ACTION ITEM A:
Decide whether each statement agrees with the overview of the gallic acid ester study. For each, answer yes or no and quote the words from the text that decide it. (i) The study made and tested 14 ester derivatives of gallic acid. (ii) The text blames gallic acid's hydroxyl group for its instability. (iii) Antioxidant performance was measured only in aqueous radical scavenging assays.
ACTION ITEM B:
Sum up the overview of the gallic acid ester study in two sentences.

[EXTRACT TO READ — start]

Effect of Alkyl Chain Length and Hydroxyl Substitution on the Antioxidant Activity of Gallic Acid Esters

Overview

This investigation addresses the chemical instability of gallic acid, a compound with substantial antioxidant properties, by synthesizing and evaluating 14 ester derivatives. The carboxyl group in gallic acid contributes to its instability, limiting its practical utility in applications requiring stable antioxidant compounds. The derivatives were designed with two distinct structural modification strategies: incorporation of linear alkyl chains of varying lengths and substitution with hydroxyl-functionalized alkyl groups. The research seeks to establish structure-activity relationships that govern antioxidant performance in both aqueous radical scavenging assays and lipid oxidation systems, providing empirical evidence for rational antioxidant design.

[EXTRACT TO READ — finish]
[DATA UNDER STUDY — start]

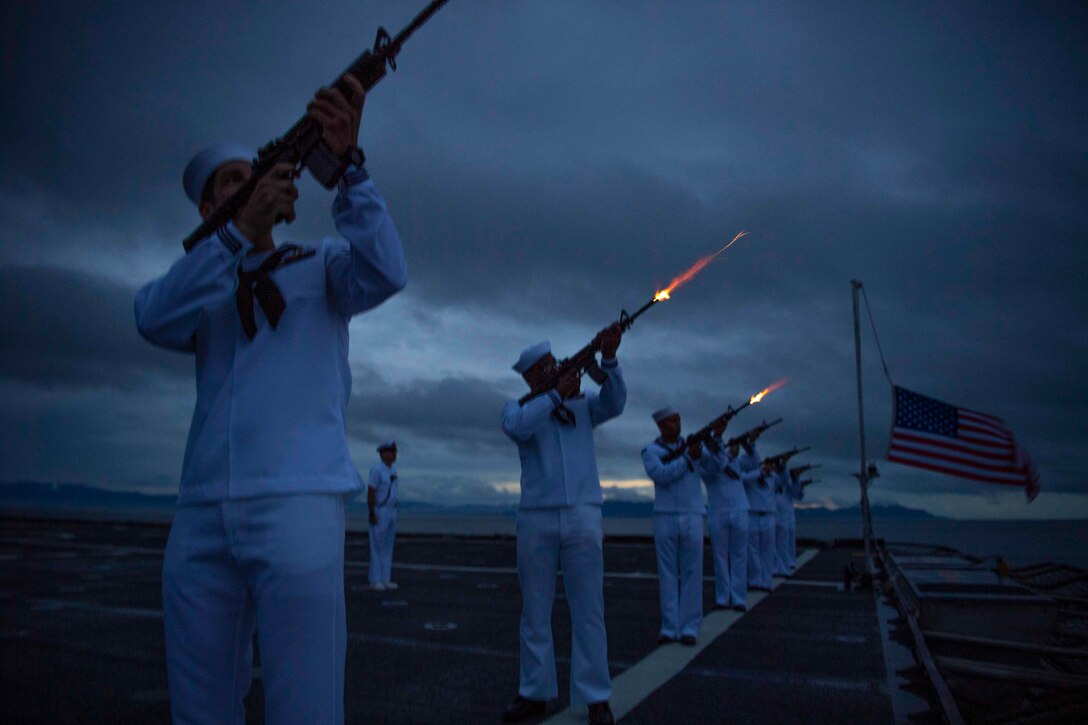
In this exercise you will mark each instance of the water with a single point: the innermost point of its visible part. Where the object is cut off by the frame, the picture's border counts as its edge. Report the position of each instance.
(1018, 542)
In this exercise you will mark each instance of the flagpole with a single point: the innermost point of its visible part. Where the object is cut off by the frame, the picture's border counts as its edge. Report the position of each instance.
(862, 476)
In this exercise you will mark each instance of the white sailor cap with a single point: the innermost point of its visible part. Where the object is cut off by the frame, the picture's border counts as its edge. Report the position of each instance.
(530, 355)
(667, 412)
(205, 163)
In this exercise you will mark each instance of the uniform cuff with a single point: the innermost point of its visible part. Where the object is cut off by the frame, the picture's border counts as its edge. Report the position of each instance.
(355, 175)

[DATA UNDER STUDY — finish]

FINAL ANSWER A:
(i) Yes: "by synthesizing and evaluating 14 ester derivatives."
(ii) No: "The carboxyl group in gallic acid contributes to its instability."
(iii) No: "in both aqueous radical scavenging assays and lipid oxidation systems."

FINAL ANSWER B:
Gallic acid is a strong antioxidant, but its carboxyl group makes it unstable, so the study made and tested 14 ester derivatives, some with straight alkyl chains of different lengths and some with hydroxyl-bearing alkyl groups. The goal is to link structure to antioxidant activity in both aqueous radical scavenging assays and lipid oxidation systems and to give evidence for designing antioxidants.